##### Text shown
Migrate a Parquet data lake to Delta Lake

This article provides recommendations for converting an existing Parquet data lake to Delta Lake. Delta Lake is the underlying format in the Databricks lakehouse. See What is Delta Lake?.

Considerations before converting to Delta Lake

Your Parquet data lake likely has a partitioning strategy that has been optimized for your existing workloads and systems. While you can convert to Delta Lake and maintain this partitioning structure, over-partitioned tables are one of the main culprits that cause slow workloads on Delta Lake. See When to partition tables on Databricks and guidelines for adapting Spark code to Databricks.

You also need to consider whether or not the data being converted is still growing, as well as how frequently data is currently being queried. You might choose different approaches for different Parquet tables in your data lake.

Approaches to Delta Lake conversion

The following matrix outlines the four main approaches to converting a Parquet data lake to Delta Lake and some of the trade-offs. To clarify each column:

  • Incremental: Denotes functionality that supports converting additional data appended to the conversion source after conversion has begun.

  • Duplicates data: Indicates whether data is written to a new location or modified in place.
##########
##### Information supplied
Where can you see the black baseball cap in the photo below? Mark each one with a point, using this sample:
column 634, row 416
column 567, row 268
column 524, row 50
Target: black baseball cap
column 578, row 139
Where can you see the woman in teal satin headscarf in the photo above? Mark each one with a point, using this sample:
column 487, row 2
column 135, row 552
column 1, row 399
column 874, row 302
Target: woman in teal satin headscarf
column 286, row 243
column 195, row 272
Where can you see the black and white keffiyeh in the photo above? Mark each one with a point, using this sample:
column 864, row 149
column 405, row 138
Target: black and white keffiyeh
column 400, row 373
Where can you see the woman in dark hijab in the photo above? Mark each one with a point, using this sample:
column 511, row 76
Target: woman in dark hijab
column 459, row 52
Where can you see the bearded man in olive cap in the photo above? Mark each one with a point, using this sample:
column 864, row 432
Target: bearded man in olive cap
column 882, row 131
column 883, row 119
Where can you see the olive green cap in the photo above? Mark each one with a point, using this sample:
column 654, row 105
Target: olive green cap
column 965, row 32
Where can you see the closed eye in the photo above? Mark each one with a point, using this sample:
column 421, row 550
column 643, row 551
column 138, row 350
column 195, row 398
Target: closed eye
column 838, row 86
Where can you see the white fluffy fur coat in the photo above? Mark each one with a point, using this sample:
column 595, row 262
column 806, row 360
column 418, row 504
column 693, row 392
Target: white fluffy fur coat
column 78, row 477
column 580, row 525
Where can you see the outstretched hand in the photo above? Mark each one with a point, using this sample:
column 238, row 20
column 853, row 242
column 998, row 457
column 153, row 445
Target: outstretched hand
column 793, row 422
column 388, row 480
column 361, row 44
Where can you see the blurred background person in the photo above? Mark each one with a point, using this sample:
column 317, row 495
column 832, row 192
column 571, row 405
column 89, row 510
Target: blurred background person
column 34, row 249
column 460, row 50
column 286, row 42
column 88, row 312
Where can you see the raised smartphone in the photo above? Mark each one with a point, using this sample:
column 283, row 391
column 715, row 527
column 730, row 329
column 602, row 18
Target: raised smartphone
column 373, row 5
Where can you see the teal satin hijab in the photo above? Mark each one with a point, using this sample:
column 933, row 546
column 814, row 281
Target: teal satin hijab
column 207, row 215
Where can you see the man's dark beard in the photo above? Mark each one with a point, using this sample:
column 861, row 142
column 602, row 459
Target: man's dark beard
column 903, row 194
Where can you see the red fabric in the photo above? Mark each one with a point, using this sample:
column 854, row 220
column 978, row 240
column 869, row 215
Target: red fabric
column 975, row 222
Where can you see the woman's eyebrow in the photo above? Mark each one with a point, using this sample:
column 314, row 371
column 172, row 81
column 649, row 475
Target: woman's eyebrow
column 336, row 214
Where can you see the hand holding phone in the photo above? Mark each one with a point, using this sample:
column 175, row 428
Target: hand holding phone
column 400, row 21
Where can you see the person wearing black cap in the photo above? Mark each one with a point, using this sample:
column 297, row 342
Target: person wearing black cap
##########
* [Aim]: Write out everything from "Considerations before converting" down to "code to Databricks." in the Delta Lake migration text, changing "partitioning strategy" to "file layout".

* [Solution below]:
Considerations before converting to Delta Lake

Your Parquet data lake likely has a file layout that has been optimized for your existing workloads and systems. While you can convert to Delta Lake and maintain this partitioning structure, over-partitioned tables are one of the main culprits that cause slow workloads on Delta Lake. See When to partition tables on Databricks and guidelines for adapting Spark code to Databricks.